#### [STATED TASK]
Write out every line of the listing below verbatim, with no changes.

#### [EXTRACTED ENTRIES]
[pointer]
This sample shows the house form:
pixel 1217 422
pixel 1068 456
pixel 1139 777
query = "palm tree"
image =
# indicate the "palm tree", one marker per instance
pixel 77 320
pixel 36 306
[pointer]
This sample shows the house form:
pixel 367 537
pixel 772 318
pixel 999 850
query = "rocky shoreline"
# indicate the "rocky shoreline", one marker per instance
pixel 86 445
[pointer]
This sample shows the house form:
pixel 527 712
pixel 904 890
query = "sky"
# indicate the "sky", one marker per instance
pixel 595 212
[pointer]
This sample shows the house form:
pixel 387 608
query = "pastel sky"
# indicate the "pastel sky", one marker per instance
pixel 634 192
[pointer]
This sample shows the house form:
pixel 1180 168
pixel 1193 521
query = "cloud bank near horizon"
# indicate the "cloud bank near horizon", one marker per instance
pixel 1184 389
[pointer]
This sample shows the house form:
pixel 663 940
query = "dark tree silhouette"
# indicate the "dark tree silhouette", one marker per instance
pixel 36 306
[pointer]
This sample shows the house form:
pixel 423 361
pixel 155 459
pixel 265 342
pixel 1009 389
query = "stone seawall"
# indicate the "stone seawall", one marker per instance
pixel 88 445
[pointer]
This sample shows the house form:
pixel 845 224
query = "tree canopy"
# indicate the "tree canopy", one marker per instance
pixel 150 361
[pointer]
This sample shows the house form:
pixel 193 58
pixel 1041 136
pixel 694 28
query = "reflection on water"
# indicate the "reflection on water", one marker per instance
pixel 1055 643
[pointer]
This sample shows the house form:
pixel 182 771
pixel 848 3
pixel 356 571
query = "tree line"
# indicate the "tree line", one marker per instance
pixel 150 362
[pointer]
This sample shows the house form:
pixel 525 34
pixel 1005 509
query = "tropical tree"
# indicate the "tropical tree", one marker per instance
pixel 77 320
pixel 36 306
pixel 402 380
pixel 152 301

#### [EXERCISE ANSWER]
[pointer]
This sample shows the house form:
pixel 1217 422
pixel 1068 456
pixel 1139 777
query = "palm tree"
image =
# indicate the "palm tree", one marker per instance
pixel 77 320
pixel 36 306
[pointer]
This sample shows the house form:
pixel 367 537
pixel 772 318
pixel 999 850
query = "rocky shoreline"
# indicate the "rocky shoreline", one marker per instance
pixel 86 445
[pointer]
This sample shows the house form:
pixel 527 712
pixel 904 890
query = "sky"
# indicate the "sky", one marker per instance
pixel 595 212
[pointer]
This sample shows the house form:
pixel 387 608
query = "pastel sky"
# indicate the "pastel sky", one marker per instance
pixel 634 192
[pointer]
This sample shows the house form:
pixel 1180 168
pixel 1193 521
query = "cloud bank near horizon"
# indicate the "cloud bank near horizon", one marker per instance
pixel 1184 389
[pointer]
This sample shows the house form:
pixel 663 940
query = "dark tree silhouette"
# indicate the "dark tree silhouette", one marker per instance
pixel 36 306
[pointer]
This sample shows the house form:
pixel 423 361
pixel 155 459
pixel 265 342
pixel 1009 389
query = "stone seawall"
# indicate the "stone seawall", one marker per instance
pixel 88 445
[pointer]
This sample shows the house form:
pixel 845 224
query = "tree canopy"
# indicate the "tree canopy", one marker per instance
pixel 150 361
[pointer]
This sample shows the house form:
pixel 193 58
pixel 1041 136
pixel 694 28
query = "reflection on water"
# indicate the "reflection on water", one marker per instance
pixel 1055 643
[pointer]
This sample shows the house form:
pixel 182 771
pixel 848 3
pixel 356 571
query = "tree line"
# indicate the "tree line", one marker per instance
pixel 150 362
[pointer]
This sample shows the house form:
pixel 525 34
pixel 1005 509
query = "tropical tree"
# indicate the "tropical tree", one marker per instance
pixel 77 320
pixel 36 306
pixel 402 380
pixel 152 301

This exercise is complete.